### Exercise
Select every line in the records below that contains the word "jacket" and copy each of those lines in full.
--- begin The input ---
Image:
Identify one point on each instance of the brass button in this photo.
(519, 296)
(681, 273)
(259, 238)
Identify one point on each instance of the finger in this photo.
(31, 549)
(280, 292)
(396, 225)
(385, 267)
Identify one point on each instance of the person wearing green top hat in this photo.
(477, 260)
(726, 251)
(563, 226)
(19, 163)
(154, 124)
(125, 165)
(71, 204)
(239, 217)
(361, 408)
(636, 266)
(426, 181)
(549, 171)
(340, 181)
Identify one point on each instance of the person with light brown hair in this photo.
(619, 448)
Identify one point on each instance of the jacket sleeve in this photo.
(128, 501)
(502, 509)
--- end The input ---
--- begin The input ---
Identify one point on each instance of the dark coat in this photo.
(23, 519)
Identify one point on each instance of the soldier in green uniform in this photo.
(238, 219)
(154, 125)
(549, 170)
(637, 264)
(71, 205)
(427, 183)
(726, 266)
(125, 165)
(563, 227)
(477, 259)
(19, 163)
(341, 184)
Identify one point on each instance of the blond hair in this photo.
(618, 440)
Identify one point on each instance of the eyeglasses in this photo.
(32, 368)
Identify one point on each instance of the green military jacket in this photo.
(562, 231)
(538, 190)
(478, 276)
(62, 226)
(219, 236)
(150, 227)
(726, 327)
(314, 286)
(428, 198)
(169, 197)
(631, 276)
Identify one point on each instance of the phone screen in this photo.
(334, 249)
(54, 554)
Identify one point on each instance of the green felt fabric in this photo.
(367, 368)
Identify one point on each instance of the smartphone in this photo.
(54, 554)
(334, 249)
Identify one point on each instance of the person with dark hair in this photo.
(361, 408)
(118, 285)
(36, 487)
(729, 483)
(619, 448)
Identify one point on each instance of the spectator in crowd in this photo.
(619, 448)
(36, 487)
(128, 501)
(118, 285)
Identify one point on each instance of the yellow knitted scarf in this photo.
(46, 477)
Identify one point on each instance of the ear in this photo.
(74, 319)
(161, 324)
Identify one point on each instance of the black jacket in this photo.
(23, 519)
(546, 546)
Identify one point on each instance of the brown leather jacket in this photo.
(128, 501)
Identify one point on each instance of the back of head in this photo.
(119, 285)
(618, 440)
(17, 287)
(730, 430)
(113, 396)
--- end The input ---
### Answer for this exercise
Identify one point on each instance of the jacket sleeve in this photo.
Identify one point on each instance of the green military jacket in this photo.
Identify one point on each instance of the black jacket in this photo.
Identify one point on each instance of the brown leather jacket in this photo.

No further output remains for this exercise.